▶ Excerpted passage:
============================================================

Sunday, October 01, 2006

Court out there

This week I was sent to report on an inquest that turned out to be the most bizarre I have ever covered.

In many respects it was a deeply tragic story: about a troubled teenage boy who became a prostitute in the Kings Cross area of Sydney and disappeared before he was due to give evidence against a number of alleged paedophiles. His body was found three-and-a-half years later buried in a shallow grave on the side of a canal.

But the case had a surreal humour that left the court in hysterics at times. The boy had been befriended and taken in by Ian Roberts, a very well-known retired rugby league international (probably the equivalent of Gazza in UK fame terms) who also happens to be Australia’s first openly gay high-profile sportsman. This week Ian Roberts was giving evidence, and he was also cross-examined by a 78-year-old man who allegedly sexually abused the boy and is one of the prime suspects in his murder.

============================================================

(Entries taken from a collection)
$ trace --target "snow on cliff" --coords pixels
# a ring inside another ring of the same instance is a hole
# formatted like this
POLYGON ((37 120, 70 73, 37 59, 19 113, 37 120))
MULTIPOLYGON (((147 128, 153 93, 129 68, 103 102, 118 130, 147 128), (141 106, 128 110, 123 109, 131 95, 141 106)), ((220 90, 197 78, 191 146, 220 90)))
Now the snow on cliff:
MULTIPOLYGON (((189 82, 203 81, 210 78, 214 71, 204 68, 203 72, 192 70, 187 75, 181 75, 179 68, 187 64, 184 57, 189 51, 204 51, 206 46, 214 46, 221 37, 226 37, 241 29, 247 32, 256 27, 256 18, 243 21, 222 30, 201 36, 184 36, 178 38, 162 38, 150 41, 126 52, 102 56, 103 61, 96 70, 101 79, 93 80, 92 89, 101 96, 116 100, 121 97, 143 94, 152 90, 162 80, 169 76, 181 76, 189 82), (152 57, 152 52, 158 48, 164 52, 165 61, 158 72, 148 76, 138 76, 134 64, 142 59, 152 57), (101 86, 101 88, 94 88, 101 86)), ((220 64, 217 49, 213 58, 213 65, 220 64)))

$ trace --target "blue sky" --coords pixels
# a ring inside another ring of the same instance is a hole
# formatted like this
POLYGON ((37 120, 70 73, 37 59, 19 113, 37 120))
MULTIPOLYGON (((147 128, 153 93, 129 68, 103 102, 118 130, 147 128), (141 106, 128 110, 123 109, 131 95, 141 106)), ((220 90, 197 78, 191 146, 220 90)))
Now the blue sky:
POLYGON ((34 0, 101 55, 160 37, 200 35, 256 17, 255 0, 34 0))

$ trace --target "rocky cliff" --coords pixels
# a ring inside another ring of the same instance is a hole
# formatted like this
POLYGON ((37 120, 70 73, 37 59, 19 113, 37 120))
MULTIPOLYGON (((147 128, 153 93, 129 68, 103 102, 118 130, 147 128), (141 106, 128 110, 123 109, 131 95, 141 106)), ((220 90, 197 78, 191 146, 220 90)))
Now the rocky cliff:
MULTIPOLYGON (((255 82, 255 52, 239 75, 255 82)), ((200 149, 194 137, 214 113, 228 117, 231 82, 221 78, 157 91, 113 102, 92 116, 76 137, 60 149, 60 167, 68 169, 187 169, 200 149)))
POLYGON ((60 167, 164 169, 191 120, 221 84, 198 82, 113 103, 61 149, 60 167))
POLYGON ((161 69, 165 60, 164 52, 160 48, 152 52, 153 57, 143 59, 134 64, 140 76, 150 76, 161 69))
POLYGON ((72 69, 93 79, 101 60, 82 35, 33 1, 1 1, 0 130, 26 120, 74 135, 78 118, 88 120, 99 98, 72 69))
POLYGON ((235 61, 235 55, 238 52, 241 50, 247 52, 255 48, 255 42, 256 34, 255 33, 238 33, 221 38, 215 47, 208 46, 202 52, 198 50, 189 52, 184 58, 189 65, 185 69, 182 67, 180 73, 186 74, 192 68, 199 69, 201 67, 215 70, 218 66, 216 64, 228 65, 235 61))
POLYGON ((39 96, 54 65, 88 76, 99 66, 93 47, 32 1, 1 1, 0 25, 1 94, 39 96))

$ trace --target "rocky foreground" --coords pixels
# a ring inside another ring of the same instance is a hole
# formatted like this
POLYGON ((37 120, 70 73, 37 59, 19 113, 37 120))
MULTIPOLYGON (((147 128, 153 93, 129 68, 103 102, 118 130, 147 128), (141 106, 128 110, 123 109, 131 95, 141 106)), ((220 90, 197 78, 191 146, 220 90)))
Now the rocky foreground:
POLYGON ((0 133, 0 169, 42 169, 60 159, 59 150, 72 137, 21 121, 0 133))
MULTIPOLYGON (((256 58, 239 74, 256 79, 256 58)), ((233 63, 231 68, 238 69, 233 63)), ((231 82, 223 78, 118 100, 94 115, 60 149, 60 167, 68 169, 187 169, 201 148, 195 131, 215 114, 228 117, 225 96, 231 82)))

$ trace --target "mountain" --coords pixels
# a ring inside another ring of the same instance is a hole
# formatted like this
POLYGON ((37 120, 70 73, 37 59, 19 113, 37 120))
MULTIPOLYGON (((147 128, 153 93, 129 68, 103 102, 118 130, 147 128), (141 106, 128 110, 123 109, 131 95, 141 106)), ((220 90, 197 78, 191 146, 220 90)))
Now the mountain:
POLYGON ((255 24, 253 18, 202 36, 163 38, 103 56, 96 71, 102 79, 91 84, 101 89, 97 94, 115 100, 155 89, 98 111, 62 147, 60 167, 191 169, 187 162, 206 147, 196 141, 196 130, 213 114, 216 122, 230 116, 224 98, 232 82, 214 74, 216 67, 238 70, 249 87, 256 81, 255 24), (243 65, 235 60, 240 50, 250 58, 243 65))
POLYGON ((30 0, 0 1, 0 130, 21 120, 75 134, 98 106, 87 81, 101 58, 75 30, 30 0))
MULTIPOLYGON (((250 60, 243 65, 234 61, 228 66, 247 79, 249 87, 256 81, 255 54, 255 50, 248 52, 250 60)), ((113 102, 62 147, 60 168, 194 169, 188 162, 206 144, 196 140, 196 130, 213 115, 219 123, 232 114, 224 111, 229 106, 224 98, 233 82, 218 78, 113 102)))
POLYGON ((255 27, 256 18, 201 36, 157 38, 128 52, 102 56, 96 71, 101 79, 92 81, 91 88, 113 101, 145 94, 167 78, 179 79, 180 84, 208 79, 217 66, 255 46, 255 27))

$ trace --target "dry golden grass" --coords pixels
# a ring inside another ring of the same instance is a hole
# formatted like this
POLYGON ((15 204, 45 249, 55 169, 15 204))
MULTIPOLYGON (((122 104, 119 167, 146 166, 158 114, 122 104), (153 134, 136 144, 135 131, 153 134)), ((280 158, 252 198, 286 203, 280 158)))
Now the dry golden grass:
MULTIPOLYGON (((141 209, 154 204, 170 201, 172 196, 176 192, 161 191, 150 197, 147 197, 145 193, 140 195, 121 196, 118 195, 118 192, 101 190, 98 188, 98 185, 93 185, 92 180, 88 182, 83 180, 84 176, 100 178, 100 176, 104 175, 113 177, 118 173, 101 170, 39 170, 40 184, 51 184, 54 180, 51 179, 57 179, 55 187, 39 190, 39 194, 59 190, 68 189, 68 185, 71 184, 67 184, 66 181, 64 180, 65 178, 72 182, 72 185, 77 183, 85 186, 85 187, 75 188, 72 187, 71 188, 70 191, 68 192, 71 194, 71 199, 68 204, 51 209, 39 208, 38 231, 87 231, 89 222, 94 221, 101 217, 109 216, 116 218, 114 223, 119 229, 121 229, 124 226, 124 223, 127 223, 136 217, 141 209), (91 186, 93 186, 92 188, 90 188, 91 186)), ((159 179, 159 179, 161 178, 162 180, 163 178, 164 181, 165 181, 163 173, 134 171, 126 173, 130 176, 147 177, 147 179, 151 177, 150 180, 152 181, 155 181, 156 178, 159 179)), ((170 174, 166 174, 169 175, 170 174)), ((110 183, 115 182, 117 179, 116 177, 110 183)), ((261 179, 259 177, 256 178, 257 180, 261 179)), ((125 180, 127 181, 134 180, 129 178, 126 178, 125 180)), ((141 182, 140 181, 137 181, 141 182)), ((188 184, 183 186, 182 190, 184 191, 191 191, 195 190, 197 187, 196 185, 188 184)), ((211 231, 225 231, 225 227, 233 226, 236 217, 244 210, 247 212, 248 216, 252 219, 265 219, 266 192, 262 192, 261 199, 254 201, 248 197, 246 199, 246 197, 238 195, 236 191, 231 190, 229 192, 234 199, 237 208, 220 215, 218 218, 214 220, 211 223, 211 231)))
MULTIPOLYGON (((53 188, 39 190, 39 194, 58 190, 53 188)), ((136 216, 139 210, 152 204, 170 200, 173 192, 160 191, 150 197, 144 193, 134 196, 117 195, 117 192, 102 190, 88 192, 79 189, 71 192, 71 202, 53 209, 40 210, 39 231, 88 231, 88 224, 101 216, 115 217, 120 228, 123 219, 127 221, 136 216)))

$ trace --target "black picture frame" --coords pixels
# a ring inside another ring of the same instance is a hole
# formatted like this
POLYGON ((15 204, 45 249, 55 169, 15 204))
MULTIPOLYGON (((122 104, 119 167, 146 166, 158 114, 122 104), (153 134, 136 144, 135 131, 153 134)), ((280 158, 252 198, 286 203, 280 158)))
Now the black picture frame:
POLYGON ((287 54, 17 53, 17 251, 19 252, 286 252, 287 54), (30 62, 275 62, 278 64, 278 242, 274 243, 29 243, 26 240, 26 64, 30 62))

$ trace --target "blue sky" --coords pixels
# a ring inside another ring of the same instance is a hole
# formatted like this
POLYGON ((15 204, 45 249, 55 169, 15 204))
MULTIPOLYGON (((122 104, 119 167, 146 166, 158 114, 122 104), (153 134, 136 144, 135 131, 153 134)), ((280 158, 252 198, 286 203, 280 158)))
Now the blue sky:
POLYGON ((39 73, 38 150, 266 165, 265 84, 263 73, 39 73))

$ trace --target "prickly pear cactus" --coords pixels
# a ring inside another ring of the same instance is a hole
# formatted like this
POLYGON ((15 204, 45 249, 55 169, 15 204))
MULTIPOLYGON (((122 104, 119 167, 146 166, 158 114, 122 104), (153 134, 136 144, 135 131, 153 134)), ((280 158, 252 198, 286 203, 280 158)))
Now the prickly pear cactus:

============================================================

▶ Short task 1:
In the post about the inquest, how long after the boy disappeared was his body found?
▶ Short task 2:
Render part of the records as a JSON list of strings, one string per line and blank lines omitted: begin at the first line of the records and stop after the line that contains "POLYGON ((34 0, 101".
The text and the records come from separate, unrelated sources.

▶ Correct output 1:
Three-and-a-half years later.

▶ Correct output 2:
[
  "$ trace --target \"snow on cliff\" --coords pixels",
  "# a ring inside another ring of the same instance is a hole",
  "# formatted like this",
  "POLYGON ((37 120, 70 73, 37 59, 19 113, 37 120))",
  "MULTIPOLYGON (((147 128, 153 93, 129 68, 103 102, 118 130, 147 128), (141 106, 128 110, 123 109, 131 95, 141 106)), ((220 90, 197 78, 191 146, 220 90)))",
  "Now the snow on cliff:",
  "MULTIPOLYGON (((189 82, 203 81, 210 78, 214 71, 204 68, 203 72, 192 70, 187 75, 181 75, 179 68, 187 64, 184 57, 189 51, 204 51, 206 46, 214 46, 221 37, 226 37, 241 29, 247 32, 256 27, 256 18, 243 21, 222 30, 201 36, 184 36, 178 38, 162 38, 150 41, 126 52, 102 56, 103 61, 96 70, 101 79, 93 80, 92 89, 101 96, 116 100, 121 97, 143 94, 152 90, 162 80, 169 76, 181 76, 189 82), (152 57, 152 52, 158 48, 164 52, 165 61, 158 72, 148 76, 138 76, 134 64, 142 59, 152 57), (101 86, 101 88, 94 88, 101 86)), ((220 64, 217 49, 213 58, 213 65, 220 64)))",
  "$ trace --target \"blue sky\" --coords pixels",
  "# a ring inside another ring of the same instance is a hole",
  "# formatted like this",
  "POLYGON ((37 120, 70 73, 37 59, 19 113, 37 120))",
  "MULTIPOLYGON (((147 128, 153 93, 129 68, 103 102, 118 130, 147 128), (141 106, 128 110, 123 109, 131 95, 141 106)), ((220 90, 197 78, 191 146, 220 90)))",
  "Now the blue sky:",
  "POLYGON ((34 0, 101 55, 160 37, 200 35, 256 17, 255 0, 34 0))"
]